#### Given records:
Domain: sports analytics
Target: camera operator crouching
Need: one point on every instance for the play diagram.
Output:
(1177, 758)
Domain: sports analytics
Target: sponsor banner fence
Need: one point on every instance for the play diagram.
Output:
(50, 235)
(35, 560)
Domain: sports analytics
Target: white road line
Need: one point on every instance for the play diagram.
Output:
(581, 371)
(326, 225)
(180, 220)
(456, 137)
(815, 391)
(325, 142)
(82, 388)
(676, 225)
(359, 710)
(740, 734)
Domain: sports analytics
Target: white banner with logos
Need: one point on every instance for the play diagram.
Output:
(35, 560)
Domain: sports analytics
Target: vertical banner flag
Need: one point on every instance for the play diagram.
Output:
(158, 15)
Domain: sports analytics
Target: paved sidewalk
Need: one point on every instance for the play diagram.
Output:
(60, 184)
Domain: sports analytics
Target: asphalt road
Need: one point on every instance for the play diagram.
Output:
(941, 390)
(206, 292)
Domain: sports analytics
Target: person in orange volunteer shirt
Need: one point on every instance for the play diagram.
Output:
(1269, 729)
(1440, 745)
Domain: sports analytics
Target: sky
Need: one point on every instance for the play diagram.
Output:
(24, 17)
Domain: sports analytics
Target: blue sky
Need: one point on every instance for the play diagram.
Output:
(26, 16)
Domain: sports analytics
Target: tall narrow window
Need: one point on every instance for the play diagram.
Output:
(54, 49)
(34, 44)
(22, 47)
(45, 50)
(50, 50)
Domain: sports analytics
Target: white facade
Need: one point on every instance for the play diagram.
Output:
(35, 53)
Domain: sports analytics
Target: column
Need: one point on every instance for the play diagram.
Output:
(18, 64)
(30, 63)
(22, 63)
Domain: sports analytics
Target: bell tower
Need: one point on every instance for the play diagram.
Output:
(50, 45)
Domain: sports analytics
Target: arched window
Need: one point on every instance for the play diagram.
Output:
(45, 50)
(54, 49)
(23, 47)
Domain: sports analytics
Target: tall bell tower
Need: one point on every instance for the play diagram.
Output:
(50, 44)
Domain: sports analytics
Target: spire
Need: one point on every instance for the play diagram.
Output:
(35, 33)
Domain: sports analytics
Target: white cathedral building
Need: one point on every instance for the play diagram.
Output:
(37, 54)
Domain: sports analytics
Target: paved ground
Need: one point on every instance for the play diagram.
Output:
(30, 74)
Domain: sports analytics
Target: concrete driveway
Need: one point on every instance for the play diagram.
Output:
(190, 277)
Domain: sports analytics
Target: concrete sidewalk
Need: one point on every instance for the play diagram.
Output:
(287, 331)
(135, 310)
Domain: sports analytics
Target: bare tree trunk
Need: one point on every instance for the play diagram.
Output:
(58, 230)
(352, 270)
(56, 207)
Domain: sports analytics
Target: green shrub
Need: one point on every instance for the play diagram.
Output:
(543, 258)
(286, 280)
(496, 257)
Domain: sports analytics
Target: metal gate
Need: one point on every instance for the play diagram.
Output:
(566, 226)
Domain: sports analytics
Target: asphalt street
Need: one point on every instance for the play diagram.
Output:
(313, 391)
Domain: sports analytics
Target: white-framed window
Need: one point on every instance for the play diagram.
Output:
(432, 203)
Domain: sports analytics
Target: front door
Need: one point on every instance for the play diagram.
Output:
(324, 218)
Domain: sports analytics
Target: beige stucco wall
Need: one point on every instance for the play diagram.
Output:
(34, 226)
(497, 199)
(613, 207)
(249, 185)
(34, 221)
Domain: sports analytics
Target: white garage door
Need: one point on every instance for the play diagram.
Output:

#### Work instructions:
Which lines above hold the string "concrete"? Copy each of them.

#### Response:
Target: concrete driveway
Target: concrete sidewalk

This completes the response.